Mexico Rejects Meat, US Eats It
By Miryam Ehrlich Williamson
Sometimes – often, actually – I worry about our nation’s lack of trust in its government. In yesterday’s blog, I said if I wanted to become a dictator, I’d promote distrust so people would give up and stop paying attention. So it’s with considerable trepidation that I return to the subject of food safety to tell you this.
Results of an audit of the U.S. Department of Agriculture’s Food Safety Inspection Service (FSIS) by USDA’s Office of Inspector General find that the government agencies charged with setting limits for potentially harmful substances that can get into meat have not done so. The report explains,
One of the public food safety issues facing the United States is the contamination of meat with residual veterinary drugs, pesticides, and heavy metals. “Residue” of this sort finds its way into the food supply when producers bring animals to slaughter plants while they have these residual contaminants in their system. When the animals are slaughtered, traces of the drugs or pesticides contained in these animals’ meat is shipped to meat processors and retail supermarkets, and eventually purchased by consumers.
[I]n 2008, when Mexican authorities rejected a shipment of U.S. beef because it contained copper in excess of Mexico’s tolerances, FSIS had no basis to stop distribution of this meat in the United States since the FDA has set no tolerance for copper.
You read that right. Mexico has a limit on the amount of copper that is safe for human consumption. The United States does not. So when Mexico sent the meat back, it was sold to and eaten by US citizens.
According to medical reference books, copper poisoning is rare, and most often associated with prolonged contact between milk or an acidic food or drink (tomato juice, for example) and a copper container. Mild copper toxicity can cause a stomach ache, nausea, and diarrhea; it could easily be confused with a GI virus or stomach flu, and lasts about as long. It would take more than copper residue to cause fatal illness, but bodies are not made to store heavy metals and if your water comes through copper pipes or you cook with copper pots, you’re already getting some. You don’t need it in your meat.

--- Record set ---

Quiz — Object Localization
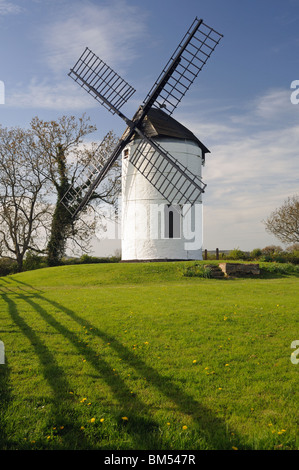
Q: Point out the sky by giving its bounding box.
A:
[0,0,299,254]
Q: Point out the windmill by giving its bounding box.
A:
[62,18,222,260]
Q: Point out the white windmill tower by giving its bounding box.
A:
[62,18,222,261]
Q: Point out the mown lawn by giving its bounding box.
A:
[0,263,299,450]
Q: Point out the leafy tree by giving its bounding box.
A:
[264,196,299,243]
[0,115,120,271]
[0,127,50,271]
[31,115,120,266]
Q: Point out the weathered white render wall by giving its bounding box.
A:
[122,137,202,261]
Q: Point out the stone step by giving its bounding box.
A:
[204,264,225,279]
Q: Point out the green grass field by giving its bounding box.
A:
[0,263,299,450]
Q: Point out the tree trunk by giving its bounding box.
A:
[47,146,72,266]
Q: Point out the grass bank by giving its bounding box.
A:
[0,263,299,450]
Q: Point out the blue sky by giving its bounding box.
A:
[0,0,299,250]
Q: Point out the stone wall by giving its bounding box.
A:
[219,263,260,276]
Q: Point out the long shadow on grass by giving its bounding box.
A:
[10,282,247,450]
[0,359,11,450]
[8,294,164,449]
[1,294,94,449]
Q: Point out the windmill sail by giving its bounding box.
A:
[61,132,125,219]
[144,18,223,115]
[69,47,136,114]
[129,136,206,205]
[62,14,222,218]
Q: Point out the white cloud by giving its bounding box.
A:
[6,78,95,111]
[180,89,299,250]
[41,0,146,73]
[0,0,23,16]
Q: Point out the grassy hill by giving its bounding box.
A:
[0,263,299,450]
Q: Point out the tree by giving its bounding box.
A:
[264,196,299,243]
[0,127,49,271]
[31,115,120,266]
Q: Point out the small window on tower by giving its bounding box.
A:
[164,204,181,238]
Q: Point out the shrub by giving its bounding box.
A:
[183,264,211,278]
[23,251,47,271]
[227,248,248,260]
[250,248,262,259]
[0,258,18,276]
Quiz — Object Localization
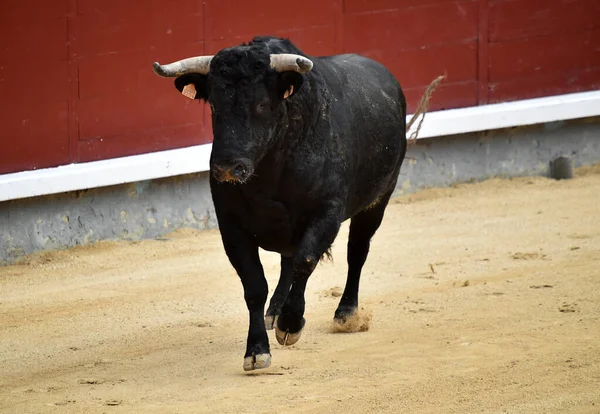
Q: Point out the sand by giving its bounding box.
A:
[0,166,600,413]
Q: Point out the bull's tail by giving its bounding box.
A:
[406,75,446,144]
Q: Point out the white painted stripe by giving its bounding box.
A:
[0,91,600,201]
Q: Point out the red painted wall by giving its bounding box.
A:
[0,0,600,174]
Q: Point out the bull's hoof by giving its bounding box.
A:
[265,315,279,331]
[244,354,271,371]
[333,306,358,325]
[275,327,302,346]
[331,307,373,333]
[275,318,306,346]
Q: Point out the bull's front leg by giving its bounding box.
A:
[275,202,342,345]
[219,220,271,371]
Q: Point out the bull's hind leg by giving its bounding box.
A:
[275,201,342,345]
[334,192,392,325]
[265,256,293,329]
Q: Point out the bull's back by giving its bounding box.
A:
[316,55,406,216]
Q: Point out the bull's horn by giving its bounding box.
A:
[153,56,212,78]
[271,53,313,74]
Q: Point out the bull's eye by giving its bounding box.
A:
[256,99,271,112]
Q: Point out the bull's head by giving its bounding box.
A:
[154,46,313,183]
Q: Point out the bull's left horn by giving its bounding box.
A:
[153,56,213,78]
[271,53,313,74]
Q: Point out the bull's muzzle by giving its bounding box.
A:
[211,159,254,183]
---
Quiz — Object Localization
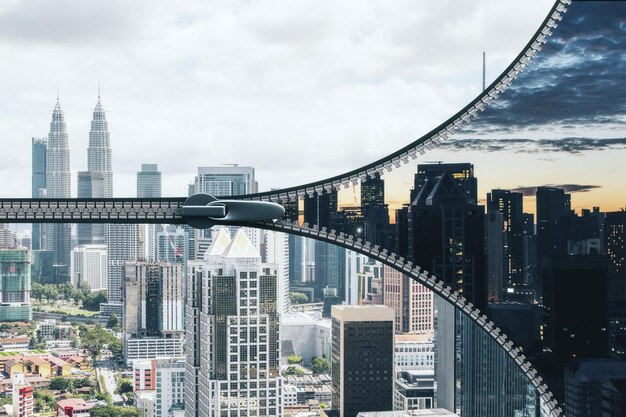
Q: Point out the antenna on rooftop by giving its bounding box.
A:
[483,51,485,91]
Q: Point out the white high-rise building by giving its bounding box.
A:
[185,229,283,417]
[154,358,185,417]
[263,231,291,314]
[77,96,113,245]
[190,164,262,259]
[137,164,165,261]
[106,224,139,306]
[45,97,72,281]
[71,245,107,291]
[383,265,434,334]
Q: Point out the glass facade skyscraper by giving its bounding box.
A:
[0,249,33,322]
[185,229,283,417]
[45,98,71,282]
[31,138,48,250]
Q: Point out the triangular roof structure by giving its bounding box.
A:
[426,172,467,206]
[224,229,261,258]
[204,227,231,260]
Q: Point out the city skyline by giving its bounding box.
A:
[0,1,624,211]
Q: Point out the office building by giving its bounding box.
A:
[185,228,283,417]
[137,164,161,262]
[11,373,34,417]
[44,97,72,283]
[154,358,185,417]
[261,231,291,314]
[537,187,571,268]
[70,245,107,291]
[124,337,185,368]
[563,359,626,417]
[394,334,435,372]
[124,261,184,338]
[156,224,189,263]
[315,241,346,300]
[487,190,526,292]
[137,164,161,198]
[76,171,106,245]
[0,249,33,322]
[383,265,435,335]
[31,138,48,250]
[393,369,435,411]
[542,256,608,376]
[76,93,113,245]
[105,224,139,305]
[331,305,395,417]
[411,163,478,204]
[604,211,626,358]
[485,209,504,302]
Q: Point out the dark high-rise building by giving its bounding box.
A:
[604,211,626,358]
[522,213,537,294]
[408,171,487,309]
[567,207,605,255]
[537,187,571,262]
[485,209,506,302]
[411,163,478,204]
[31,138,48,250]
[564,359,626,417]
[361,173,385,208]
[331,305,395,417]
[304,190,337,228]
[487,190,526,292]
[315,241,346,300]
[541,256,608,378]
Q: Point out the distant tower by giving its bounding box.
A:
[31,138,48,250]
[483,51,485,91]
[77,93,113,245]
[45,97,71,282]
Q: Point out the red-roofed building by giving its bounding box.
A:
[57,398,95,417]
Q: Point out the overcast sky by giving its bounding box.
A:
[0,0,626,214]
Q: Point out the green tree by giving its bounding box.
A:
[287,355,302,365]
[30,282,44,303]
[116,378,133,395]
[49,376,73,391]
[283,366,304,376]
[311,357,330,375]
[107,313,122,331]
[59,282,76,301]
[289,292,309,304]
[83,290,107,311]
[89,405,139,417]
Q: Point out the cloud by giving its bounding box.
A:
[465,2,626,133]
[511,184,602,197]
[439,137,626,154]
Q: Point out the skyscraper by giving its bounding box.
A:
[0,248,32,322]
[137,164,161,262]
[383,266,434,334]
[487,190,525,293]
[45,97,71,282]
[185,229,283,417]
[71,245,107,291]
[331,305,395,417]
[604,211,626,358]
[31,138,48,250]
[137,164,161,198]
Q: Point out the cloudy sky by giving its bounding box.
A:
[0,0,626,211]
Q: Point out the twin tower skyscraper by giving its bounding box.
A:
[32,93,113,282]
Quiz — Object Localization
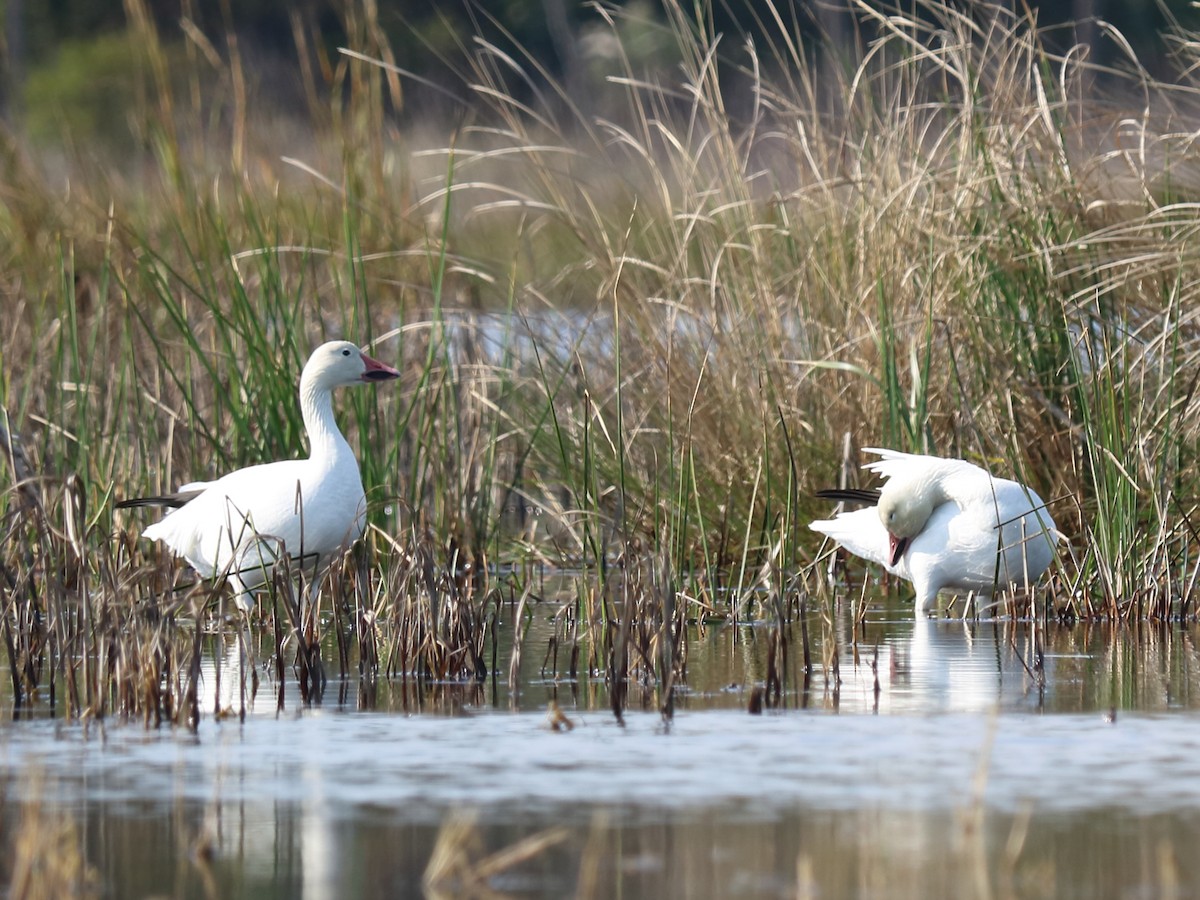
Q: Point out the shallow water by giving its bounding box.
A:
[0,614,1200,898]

--- Tasks ---
1. List the symptoms of mild copper toxicity named in the article on U.S. beef rejected by Mexico.
2. According to the article on U.S. beef rejected by Mexico, why did Mexican authorities reject a shipment of U.S. beef in 2008?

--- Per-task answers ---
1. Stomach ache, nausea, diarrhea

2. It contained copper in excess of Mexico's tolerances.